**Input**:
<<<<

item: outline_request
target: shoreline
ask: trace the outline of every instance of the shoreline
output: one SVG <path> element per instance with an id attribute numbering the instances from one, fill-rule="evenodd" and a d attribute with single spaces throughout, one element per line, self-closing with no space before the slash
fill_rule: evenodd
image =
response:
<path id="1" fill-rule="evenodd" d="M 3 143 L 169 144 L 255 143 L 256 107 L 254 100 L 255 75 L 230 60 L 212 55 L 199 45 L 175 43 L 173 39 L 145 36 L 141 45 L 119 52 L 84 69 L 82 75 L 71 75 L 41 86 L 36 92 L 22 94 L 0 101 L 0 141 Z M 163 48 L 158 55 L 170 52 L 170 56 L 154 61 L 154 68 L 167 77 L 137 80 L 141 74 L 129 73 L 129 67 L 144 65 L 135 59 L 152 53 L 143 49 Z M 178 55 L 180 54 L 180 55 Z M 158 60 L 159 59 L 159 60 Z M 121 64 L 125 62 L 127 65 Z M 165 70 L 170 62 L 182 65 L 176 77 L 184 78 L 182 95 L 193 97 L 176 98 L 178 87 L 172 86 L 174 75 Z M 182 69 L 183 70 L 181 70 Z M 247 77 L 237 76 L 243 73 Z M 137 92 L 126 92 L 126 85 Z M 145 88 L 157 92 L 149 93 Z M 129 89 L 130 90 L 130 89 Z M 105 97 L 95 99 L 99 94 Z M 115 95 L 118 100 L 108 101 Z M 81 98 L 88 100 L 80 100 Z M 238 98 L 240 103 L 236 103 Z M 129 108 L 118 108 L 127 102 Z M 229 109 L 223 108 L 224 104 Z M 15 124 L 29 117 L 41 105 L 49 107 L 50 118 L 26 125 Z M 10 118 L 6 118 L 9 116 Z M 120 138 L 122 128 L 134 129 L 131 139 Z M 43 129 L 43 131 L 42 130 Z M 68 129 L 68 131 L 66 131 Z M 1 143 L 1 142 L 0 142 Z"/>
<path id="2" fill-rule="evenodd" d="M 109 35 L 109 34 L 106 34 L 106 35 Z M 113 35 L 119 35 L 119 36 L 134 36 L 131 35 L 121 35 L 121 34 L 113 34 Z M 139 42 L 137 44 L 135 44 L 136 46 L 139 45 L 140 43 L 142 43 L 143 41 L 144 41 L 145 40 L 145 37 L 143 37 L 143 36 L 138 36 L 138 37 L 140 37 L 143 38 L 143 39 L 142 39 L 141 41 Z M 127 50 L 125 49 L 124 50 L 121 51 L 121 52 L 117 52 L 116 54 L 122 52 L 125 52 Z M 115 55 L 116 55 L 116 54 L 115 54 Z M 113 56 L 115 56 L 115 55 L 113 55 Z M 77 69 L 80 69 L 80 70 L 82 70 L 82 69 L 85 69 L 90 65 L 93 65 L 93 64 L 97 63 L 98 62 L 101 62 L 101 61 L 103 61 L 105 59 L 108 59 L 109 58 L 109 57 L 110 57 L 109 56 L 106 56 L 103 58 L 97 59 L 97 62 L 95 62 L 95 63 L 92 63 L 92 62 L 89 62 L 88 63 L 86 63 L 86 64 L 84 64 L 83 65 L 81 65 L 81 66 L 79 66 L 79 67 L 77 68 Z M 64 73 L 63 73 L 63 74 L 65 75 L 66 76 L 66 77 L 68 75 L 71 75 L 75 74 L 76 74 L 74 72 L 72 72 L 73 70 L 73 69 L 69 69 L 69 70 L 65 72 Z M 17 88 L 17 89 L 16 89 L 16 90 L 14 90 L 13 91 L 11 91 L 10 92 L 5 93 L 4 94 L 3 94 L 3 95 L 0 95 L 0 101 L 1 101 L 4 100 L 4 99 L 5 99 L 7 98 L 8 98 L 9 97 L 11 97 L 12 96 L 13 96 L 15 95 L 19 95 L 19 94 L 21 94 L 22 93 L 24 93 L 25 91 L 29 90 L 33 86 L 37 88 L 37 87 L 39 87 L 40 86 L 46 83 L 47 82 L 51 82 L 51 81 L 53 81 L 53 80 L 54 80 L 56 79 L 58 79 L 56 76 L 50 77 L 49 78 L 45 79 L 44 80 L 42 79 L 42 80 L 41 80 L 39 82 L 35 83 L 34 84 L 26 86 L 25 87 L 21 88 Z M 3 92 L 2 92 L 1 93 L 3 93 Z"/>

>>>>

**Stated problem**:
Go through the material above line by line and copy it exactly.

**Task result**:
item: outline_request
target: shoreline
ask: trace the outline of every instance of the shoreline
output: one SVG <path> element per instance with an id attribute numbering the instances from one, fill-rule="evenodd" and a d attribute with single spaces throughout, one element per line, self-closing with no space before the slash
fill_rule: evenodd
image =
response:
<path id="1" fill-rule="evenodd" d="M 3 143 L 169 144 L 255 143 L 256 107 L 254 100 L 255 75 L 230 60 L 212 55 L 199 45 L 175 43 L 173 39 L 145 36 L 141 45 L 119 52 L 84 69 L 82 75 L 71 75 L 41 86 L 36 92 L 22 94 L 0 101 L 0 141 Z M 163 48 L 158 55 L 170 52 L 170 56 L 154 61 L 154 68 L 167 77 L 137 80 L 141 74 L 129 73 L 129 67 L 144 65 L 135 59 L 152 53 L 143 49 Z M 178 55 L 180 54 L 180 55 Z M 158 60 L 159 59 L 159 60 Z M 121 64 L 125 62 L 127 65 Z M 165 70 L 170 62 L 182 65 L 176 77 L 184 78 L 182 95 L 193 97 L 176 98 L 178 87 L 172 86 L 174 75 Z M 182 69 L 183 70 L 181 70 Z M 247 77 L 237 76 L 243 73 Z M 137 92 L 126 92 L 126 85 Z M 145 88 L 157 92 L 149 93 Z M 129 89 L 130 90 L 130 89 Z M 105 97 L 95 99 L 99 94 Z M 115 95 L 118 100 L 108 101 Z M 81 98 L 88 100 L 80 100 Z M 238 98 L 240 103 L 236 103 Z M 129 108 L 118 108 L 127 102 Z M 229 109 L 223 108 L 224 104 Z M 15 124 L 29 117 L 41 105 L 49 107 L 50 118 L 26 125 Z M 10 118 L 6 118 L 9 116 Z M 120 138 L 122 128 L 134 129 L 131 139 Z M 43 129 L 43 131 L 42 130 Z M 68 129 L 68 131 L 66 131 Z M 1 143 L 1 142 L 0 142 Z"/>
<path id="2" fill-rule="evenodd" d="M 109 35 L 109 34 L 106 34 L 106 35 Z M 113 35 L 119 35 L 119 36 L 134 36 L 131 35 L 121 35 L 121 34 L 113 34 Z M 139 42 L 137 44 L 135 44 L 136 46 L 139 45 L 140 43 L 142 43 L 143 41 L 144 41 L 145 40 L 145 37 L 143 37 L 143 36 L 138 36 L 138 37 L 140 37 L 143 38 L 143 39 L 142 39 L 141 41 Z M 127 50 L 125 49 L 124 50 L 121 51 L 121 52 L 117 52 L 116 54 L 122 52 L 125 52 Z M 115 55 L 116 55 L 116 54 L 115 54 Z M 113 56 L 115 56 L 115 55 L 113 55 Z M 77 69 L 80 69 L 80 70 L 82 70 L 82 69 L 85 69 L 90 65 L 93 65 L 93 64 L 97 63 L 98 62 L 101 62 L 101 61 L 103 61 L 105 59 L 108 59 L 109 58 L 109 57 L 110 57 L 109 56 L 106 56 L 103 58 L 97 59 L 97 62 L 95 62 L 95 63 L 92 63 L 92 62 L 89 62 L 88 63 L 86 63 L 86 64 L 84 64 L 83 65 L 81 65 L 81 66 L 79 66 L 79 67 L 77 68 Z M 64 73 L 63 73 L 63 74 L 65 75 L 66 76 L 66 77 L 68 75 L 71 75 L 75 74 L 76 74 L 74 72 L 72 72 L 73 70 L 73 69 L 69 69 L 69 70 L 65 72 Z M 17 88 L 17 89 L 16 89 L 16 90 L 14 90 L 13 91 L 11 91 L 10 92 L 5 93 L 4 94 L 3 94 L 3 95 L 0 95 L 0 101 L 1 101 L 4 100 L 4 99 L 5 99 L 7 98 L 8 98 L 9 97 L 11 97 L 12 96 L 13 96 L 15 95 L 19 95 L 19 94 L 21 94 L 22 93 L 24 93 L 25 91 L 29 90 L 33 86 L 37 88 L 37 87 L 39 87 L 40 86 L 46 83 L 47 82 L 51 82 L 51 81 L 53 81 L 53 80 L 54 80 L 56 79 L 58 79 L 56 76 L 50 77 L 49 78 L 45 79 L 44 80 L 42 79 L 42 80 L 41 80 L 39 82 L 35 83 L 34 84 L 26 86 L 25 87 L 21 88 Z M 3 92 L 2 92 L 1 93 L 3 93 Z"/>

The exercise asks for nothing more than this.